| Required work |
Reproduce the stretch of data from its start through the line containing "[443, 103, 600, 358]", keeping every line. Shift each bounding-box coordinate in the answers by -20.

(Records of labeled boxes)
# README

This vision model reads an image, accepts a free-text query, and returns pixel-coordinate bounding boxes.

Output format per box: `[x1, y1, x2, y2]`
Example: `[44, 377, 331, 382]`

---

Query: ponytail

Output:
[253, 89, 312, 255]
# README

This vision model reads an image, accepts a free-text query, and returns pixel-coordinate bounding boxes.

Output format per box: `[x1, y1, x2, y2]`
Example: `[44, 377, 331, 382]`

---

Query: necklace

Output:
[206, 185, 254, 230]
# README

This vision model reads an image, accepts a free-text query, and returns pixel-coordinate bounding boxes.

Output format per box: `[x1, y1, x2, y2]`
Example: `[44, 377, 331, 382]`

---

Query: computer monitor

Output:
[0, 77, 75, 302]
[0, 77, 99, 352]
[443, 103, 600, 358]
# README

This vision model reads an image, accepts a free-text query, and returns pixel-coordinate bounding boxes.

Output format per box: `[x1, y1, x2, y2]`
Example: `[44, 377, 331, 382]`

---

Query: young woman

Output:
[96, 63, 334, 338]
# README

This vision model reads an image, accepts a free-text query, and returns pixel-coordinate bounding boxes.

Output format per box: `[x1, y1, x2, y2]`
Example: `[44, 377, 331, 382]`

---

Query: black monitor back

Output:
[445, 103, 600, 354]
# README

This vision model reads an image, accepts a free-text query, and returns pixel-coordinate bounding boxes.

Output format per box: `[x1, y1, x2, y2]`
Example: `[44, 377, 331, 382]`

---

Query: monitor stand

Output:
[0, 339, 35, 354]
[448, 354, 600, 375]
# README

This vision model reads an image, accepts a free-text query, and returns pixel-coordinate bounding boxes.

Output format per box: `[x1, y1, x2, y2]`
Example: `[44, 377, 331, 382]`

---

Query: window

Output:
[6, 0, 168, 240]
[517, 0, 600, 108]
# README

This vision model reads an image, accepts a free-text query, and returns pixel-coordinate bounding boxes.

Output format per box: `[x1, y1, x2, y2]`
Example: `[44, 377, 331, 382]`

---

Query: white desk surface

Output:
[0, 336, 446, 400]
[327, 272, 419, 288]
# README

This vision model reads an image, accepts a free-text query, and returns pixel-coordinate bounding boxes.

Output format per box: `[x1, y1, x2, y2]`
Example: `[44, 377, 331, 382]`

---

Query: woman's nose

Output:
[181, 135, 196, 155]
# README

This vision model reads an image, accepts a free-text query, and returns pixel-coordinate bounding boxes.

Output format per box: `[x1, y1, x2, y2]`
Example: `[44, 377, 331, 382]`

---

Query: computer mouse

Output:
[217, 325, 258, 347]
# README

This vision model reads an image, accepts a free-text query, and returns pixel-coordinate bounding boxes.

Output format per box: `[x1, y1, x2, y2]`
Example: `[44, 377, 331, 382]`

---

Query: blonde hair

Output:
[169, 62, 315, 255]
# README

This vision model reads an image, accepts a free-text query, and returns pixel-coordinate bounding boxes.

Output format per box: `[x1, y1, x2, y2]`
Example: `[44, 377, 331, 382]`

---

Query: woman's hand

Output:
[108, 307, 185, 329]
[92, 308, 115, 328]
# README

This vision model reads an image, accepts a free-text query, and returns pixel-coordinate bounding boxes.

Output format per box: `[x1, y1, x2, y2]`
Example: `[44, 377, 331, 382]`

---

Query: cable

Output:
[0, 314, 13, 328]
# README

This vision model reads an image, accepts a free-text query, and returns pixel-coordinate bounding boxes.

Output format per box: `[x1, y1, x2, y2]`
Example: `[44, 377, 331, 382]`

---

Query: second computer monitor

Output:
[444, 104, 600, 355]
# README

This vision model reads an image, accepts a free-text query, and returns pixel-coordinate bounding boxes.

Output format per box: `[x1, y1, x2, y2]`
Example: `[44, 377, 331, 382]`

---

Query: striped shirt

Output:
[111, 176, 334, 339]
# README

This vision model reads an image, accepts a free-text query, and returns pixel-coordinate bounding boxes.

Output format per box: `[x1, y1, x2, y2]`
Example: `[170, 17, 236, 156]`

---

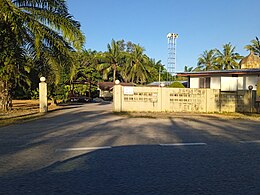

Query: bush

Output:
[169, 81, 185, 88]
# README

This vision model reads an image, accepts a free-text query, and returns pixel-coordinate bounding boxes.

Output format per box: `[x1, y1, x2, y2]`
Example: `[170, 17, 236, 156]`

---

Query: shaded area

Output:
[0, 145, 260, 194]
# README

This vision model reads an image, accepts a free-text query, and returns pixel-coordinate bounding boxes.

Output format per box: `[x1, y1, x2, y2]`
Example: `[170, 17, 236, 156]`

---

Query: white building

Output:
[177, 52, 260, 91]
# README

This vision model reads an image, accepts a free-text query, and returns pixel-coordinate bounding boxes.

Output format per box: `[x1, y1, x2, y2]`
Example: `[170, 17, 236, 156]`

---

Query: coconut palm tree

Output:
[197, 50, 218, 71]
[0, 0, 84, 109]
[245, 37, 260, 56]
[124, 45, 152, 84]
[216, 43, 243, 70]
[98, 39, 123, 82]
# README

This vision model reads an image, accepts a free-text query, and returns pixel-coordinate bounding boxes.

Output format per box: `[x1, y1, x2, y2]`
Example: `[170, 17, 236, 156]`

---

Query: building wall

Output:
[190, 77, 199, 89]
[210, 77, 221, 89]
[190, 75, 260, 91]
[113, 85, 255, 112]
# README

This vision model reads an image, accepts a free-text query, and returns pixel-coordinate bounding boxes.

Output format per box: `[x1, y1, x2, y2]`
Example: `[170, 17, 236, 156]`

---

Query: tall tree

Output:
[245, 37, 260, 56]
[98, 39, 123, 82]
[216, 43, 243, 70]
[124, 45, 152, 84]
[0, 0, 84, 109]
[197, 50, 218, 71]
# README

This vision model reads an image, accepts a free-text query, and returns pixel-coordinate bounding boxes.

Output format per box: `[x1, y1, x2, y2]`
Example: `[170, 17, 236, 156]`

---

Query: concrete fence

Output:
[113, 85, 257, 112]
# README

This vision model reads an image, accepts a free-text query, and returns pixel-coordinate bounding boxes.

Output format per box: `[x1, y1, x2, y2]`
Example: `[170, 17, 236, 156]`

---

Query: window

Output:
[199, 77, 210, 88]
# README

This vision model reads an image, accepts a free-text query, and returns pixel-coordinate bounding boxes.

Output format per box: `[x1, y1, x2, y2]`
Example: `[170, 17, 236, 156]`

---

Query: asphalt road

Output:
[0, 104, 260, 195]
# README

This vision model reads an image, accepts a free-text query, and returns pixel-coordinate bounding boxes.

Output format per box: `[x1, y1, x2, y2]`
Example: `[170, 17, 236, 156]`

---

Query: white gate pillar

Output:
[39, 77, 48, 112]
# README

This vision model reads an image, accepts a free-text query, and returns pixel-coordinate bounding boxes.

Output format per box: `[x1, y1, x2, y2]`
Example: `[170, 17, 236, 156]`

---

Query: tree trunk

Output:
[0, 80, 12, 112]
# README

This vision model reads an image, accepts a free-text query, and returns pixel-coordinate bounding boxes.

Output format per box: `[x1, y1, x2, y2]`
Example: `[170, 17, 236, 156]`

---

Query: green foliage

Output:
[168, 81, 185, 88]
[245, 37, 260, 56]
[256, 81, 260, 97]
[0, 0, 85, 109]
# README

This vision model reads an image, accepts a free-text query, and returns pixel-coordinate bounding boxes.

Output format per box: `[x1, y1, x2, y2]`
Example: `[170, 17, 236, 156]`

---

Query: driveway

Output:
[0, 104, 260, 194]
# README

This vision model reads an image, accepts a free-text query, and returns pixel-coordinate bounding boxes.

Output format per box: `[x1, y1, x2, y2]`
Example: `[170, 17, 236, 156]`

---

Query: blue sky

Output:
[67, 0, 260, 71]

| Solution to this task |
# README

This vision model reads an image, accepts a free-text query, and returns pixel-coordinate bounding boxes.

Output format per box: `[x1, y1, x2, y2]`
Example: `[44, 377, 331, 382]`

---

Query: ponytail

Output:
[233, 69, 292, 235]
# README

This vision model reads an image, accepts a free-text query, and returns pixel-coordinate bounding boxes.

Output format per box: `[x1, y1, x2, y2]`
Example: `[44, 377, 331, 382]`

---

Query: necklace

Output:
[186, 165, 234, 210]
# README

This vision model reads an image, accepts a free-text query, and returns pixel-coordinate bounding boxes.

Output format per box: `[x1, y1, x2, y2]`
Example: `[44, 377, 331, 382]`

---

Query: computer monitor

Output:
[-20, 57, 55, 282]
[-20, 57, 79, 332]
[423, 83, 580, 338]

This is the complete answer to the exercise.